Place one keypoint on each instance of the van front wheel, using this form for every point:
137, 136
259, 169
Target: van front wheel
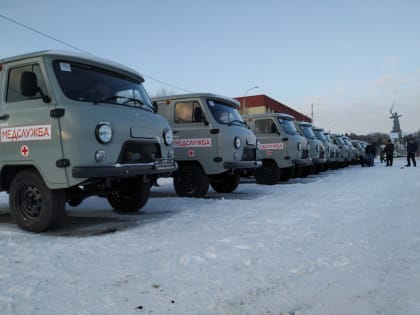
35, 207
225, 183
267, 174
191, 181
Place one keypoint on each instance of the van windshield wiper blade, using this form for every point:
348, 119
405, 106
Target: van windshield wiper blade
126, 100
237, 121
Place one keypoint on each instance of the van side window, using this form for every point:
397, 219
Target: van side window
186, 112
265, 126
14, 93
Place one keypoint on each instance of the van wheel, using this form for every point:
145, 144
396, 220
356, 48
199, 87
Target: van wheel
285, 174
35, 207
131, 197
190, 181
226, 183
267, 174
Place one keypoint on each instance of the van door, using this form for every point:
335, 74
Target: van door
193, 136
29, 134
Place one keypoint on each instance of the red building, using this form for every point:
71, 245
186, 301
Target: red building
259, 104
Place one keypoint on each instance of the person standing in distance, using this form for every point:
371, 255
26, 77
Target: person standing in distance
389, 153
411, 151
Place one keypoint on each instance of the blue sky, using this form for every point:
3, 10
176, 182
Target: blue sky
350, 59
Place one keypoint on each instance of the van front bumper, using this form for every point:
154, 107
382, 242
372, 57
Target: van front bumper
231, 165
302, 162
158, 166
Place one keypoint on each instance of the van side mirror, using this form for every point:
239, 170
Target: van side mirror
28, 84
155, 106
199, 116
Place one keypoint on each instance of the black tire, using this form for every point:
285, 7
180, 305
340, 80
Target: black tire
267, 174
285, 174
35, 207
226, 183
131, 197
190, 181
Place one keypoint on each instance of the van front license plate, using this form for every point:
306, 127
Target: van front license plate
165, 164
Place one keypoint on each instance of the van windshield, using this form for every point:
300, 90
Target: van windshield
87, 83
308, 132
288, 126
225, 113
320, 135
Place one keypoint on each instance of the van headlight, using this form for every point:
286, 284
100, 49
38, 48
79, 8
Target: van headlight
237, 142
168, 136
103, 132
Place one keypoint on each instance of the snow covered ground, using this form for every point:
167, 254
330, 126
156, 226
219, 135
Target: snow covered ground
343, 242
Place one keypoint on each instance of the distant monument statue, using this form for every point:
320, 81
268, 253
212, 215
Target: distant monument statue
396, 122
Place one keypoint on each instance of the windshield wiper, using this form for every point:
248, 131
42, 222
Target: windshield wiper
235, 121
140, 103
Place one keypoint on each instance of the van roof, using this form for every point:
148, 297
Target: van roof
198, 95
266, 115
72, 54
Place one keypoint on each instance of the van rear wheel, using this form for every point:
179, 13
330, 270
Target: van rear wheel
131, 197
35, 207
191, 181
226, 183
267, 174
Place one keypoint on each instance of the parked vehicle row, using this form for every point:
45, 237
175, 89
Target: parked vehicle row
74, 126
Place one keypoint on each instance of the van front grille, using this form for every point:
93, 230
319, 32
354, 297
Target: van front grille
138, 152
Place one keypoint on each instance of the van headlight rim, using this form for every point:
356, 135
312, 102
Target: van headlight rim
237, 142
103, 132
168, 136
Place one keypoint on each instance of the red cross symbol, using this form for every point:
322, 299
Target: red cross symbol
24, 150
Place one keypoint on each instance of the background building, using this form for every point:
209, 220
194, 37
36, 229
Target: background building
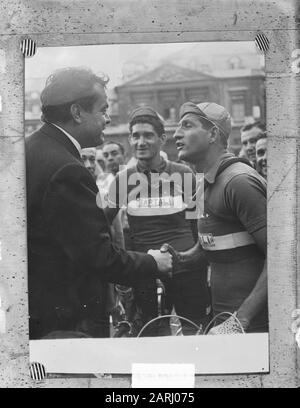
230, 75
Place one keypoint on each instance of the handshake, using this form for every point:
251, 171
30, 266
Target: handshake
166, 258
☆ ☆ ☆
-- What needs to be done --
Print the records above exactly, minus pictures.

-- Answer to the exercise --
Place one keypoint on each instance of the van front wheel, using this form for every point:
137, 136
259, 169
Target: van front wheel
35, 207
225, 183
267, 174
191, 181
Place one keypoint on each instance of the van windshield wiper blade, using this form for every point:
348, 119
405, 106
Target: van windshield wiper blade
126, 100
237, 121
Place one keypoint on each instance of the van side window, using this form for every point:
397, 219
Target: van side window
186, 112
265, 126
14, 93
Place one keypoint on each instance of the van wheel, using this form for every point:
145, 144
396, 220
356, 48
199, 87
Target: van wheel
285, 174
35, 207
131, 197
190, 181
226, 183
267, 174
Place one keypoint on each instance of the van door, using this form for every point:
335, 74
Target: van door
193, 136
29, 134
Place one keypoint on each instance of the red building, using this form for every point:
71, 245
186, 301
Target: red building
259, 104
Place one keypoint on each instance of the person standing in distance, using this form for every point:
371, 255
26, 77
Target: person standing in distance
389, 153
411, 151
Place one keypoint on each instance of the blue sky, using this form for every point:
3, 10
176, 182
Target: blue sky
350, 59
Place one keypoint on each instance of the van front bumper, using this form for every point:
154, 107
382, 242
372, 57
Target: van front bumper
231, 165
302, 162
158, 166
Place one keypoint on each instance of the van side mirror, using this form for every point:
239, 170
Target: van side mirror
28, 84
155, 106
199, 116
Place one keypoint on each instance of the black tire, using this form for every point:
285, 7
180, 305
340, 80
Target: black tire
267, 174
285, 174
35, 207
226, 183
131, 197
190, 181
Place one keypoint on each instance of the van front license plate, using this form for every point:
306, 127
Target: van front license plate
165, 164
Place one keypoint on each instance of the van windshield, using this form for every point:
300, 90
Target: van windshield
87, 83
308, 132
288, 126
225, 113
320, 135
Place one keypoint on each instance of the van headlight, using this form for every point:
286, 284
100, 49
38, 48
79, 8
Target: van headlight
237, 142
168, 136
103, 132
Place one keypoint on each instance of the snow covered ground, using this form for every point:
167, 254
330, 126
156, 226
219, 135
Target: snow covered ground
343, 242
Place one keypoint on each instance of the distant monument statue, using this form for every point:
320, 81
268, 253
212, 215
Target: distant monument statue
396, 122
Place one keypoint on each instance of the windshield wiper, using this form for every point:
248, 131
42, 222
Target: windshield wiper
235, 121
140, 103
Place one keypoint on each instance of the van roof, using this form for every point:
148, 297
Target: van roof
198, 95
266, 115
72, 54
Place one keypoint on each instance of the van rear wheel, using this form for every point:
179, 13
330, 270
Target: van rear wheel
131, 197
35, 207
191, 181
226, 183
267, 174
Place one keypoint on each instance of the parked vehicle row, using this form for every point:
45, 237
175, 89
Target: parked vehicle row
74, 126
Place one keypoint on each instance of the van front grille, using this form for every point:
93, 230
319, 32
354, 297
Target: van front grille
138, 152
Place one keypoint on each instance of the van headlight rim, using this form for every point:
356, 135
312, 102
Target: van headlight rim
237, 142
103, 132
168, 136
Place one keypoint on each instance of the red cross symbol, using this form for every point:
322, 299
Target: red cross symbol
24, 150
Place one keypoint on each instance of the background building, using this form for every point:
209, 220
194, 37
36, 229
Target: background building
230, 75
Place one keypoint on each instance of the handshake, using this form for every point:
251, 171
30, 266
Target: handshake
166, 258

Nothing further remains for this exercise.